- STATED TASK -
Each line from the one that contains "I need to find the white boat" to the end of the material must be set down exactly, and no line before it.
** BEGIN EXERCISE DATA **
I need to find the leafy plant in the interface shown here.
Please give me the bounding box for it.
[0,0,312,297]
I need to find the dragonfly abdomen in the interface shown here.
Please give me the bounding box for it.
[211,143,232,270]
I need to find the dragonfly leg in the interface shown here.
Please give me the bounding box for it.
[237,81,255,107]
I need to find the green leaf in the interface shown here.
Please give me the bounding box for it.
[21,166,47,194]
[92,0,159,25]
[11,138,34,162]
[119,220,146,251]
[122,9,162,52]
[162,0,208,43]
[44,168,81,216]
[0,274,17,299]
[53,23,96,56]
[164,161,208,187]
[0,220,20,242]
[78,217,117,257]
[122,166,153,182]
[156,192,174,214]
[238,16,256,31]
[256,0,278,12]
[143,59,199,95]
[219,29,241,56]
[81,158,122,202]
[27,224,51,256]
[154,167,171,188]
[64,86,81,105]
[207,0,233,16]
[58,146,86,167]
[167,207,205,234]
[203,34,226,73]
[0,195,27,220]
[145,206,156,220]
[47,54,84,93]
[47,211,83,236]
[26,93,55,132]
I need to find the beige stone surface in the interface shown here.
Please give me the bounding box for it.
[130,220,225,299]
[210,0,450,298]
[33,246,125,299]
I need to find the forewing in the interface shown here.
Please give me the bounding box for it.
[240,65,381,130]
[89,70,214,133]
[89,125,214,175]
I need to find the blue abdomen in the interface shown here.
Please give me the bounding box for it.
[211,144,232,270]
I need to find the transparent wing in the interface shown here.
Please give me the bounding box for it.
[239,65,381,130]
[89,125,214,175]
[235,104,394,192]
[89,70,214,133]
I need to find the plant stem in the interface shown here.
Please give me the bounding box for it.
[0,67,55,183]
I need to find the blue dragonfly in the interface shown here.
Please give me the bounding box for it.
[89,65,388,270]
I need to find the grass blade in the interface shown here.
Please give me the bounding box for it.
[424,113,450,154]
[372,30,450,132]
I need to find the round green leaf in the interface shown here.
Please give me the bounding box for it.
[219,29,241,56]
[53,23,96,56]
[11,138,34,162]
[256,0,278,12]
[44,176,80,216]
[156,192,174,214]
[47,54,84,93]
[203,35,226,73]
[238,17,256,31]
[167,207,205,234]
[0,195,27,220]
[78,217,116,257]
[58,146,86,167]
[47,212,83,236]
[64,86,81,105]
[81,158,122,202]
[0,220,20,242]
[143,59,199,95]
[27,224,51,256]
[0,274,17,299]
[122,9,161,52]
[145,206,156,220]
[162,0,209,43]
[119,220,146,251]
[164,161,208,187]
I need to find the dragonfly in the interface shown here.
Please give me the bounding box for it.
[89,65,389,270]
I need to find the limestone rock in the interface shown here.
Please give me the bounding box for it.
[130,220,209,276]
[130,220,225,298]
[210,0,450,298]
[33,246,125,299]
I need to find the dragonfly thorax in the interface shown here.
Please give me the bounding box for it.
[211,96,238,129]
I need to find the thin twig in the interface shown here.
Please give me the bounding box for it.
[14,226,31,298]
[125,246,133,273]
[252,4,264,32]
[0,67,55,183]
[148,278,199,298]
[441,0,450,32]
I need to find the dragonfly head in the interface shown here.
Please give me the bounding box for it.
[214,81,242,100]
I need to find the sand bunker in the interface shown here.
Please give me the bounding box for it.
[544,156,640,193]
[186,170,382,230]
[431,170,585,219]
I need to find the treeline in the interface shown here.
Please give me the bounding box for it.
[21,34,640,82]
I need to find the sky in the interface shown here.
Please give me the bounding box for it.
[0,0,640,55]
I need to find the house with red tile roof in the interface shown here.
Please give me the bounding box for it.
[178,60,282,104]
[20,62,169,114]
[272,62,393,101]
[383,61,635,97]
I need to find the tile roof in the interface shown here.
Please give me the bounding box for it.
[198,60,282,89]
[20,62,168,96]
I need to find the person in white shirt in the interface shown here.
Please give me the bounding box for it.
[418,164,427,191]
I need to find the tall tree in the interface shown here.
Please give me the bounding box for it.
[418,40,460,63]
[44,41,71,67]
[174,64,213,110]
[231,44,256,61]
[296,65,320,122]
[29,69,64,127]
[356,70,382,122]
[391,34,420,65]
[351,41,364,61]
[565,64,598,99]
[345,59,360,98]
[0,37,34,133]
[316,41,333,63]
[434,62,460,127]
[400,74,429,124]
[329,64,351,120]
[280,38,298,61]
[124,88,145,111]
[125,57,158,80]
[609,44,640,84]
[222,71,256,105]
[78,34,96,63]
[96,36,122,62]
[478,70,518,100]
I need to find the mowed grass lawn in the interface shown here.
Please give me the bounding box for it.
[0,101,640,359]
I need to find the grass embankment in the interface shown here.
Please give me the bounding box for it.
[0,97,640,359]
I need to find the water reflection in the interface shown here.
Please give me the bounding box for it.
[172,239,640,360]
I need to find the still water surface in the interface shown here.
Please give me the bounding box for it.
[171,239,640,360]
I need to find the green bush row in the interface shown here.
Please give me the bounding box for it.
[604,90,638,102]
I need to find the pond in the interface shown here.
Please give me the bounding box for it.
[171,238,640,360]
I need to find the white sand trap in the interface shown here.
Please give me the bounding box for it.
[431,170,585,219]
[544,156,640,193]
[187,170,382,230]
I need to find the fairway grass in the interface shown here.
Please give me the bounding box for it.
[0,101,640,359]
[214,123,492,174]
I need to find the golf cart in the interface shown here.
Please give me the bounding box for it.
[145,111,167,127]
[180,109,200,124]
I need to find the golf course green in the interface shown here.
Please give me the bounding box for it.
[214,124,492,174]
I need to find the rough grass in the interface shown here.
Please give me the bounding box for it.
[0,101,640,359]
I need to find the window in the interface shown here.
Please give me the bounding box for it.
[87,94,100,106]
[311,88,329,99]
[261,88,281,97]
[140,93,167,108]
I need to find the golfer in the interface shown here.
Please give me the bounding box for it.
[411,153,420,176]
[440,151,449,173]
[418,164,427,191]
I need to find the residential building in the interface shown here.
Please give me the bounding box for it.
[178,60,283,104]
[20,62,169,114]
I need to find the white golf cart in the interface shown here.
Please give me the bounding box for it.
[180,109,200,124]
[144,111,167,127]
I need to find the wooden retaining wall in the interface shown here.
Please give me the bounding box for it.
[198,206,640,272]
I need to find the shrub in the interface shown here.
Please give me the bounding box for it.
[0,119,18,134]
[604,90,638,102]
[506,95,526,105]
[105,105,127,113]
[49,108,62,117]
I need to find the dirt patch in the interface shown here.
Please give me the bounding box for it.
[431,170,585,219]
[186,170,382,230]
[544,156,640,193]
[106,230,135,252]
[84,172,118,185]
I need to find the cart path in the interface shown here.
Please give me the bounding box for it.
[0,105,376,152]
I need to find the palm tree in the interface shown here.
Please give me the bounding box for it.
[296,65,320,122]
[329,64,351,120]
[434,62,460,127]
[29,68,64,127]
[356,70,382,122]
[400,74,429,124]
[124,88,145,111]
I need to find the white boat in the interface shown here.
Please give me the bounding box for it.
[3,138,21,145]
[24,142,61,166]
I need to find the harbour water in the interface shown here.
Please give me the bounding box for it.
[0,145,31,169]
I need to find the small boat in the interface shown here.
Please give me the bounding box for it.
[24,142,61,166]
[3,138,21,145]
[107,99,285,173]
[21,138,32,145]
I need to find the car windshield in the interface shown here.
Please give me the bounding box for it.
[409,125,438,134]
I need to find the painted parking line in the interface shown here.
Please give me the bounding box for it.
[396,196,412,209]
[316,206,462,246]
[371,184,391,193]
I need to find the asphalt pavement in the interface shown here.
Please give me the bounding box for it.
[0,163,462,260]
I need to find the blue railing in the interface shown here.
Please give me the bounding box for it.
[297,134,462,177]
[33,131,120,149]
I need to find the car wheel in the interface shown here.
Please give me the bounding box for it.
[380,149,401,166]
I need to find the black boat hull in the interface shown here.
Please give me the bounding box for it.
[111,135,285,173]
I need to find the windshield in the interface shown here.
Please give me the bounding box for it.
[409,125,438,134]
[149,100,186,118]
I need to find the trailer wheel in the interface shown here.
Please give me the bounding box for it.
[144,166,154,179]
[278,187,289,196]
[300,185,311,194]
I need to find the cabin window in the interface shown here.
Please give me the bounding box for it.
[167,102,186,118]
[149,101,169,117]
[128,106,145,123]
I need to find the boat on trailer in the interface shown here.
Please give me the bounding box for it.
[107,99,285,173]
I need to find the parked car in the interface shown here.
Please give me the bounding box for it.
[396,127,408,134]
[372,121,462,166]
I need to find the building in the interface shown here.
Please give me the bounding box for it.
** END EXERCISE DATA **
- PROBLEM SOLUTION -
I need to find the white boat in the interface shown here.
Please give me the bounding box for it.
[3,138,21,145]
[24,142,61,166]
I need to find the harbour water in the interface shown here.
Please give me the bounding box for it.
[0,145,31,169]
I need to find the small boat in the interface shown here.
Please give me the bounding box for it.
[24,142,61,166]
[3,138,21,145]
[107,99,285,173]
[21,138,32,145]
I need to find the car windshield in the interface shown here.
Please give me the bounding box for it.
[409,125,438,134]
I need to find the painted parking line in the interface shown here.
Please give me the bounding box for it.
[396,196,412,209]
[316,206,462,246]
[371,184,391,193]
I need to find the asphalt pavement in the interface shown here.
Please give me the bounding box for it.
[0,163,462,260]
I need to find the blue railing in the interface shown here.
Please give me the bounding box for it.
[297,134,462,177]
[33,131,120,149]
I need to find the car wheel in the interface shown here.
Please give me the bounding box for it.
[380,149,401,166]
I need to find the black boat hull in the interface shown here.
Please give me the bounding box for it.
[111,135,285,173]
I need to find the windshield in the interface shown here.
Please give me the bounding box for it.
[409,125,438,134]
[149,100,186,118]
I need to find the trailer wheel in the interface shown here.
Please give me the bounding box for it.
[144,166,154,179]
[278,187,289,196]
[300,185,311,194]
I need to find the cabin window in the interface shown here.
Please give me the bounding box for it.
[167,102,186,118]
[149,101,169,117]
[128,106,145,123]
I need to find the boat on trailer in the interface shown here.
Please give me the bounding box for it.
[107,99,285,173]
I need to find the parked car in the interface shown here.
Please give me the bounding box for it.
[396,127,408,134]
[372,121,462,166]
I need to find the building in the interface shown here.
Please give me the bounding box for it.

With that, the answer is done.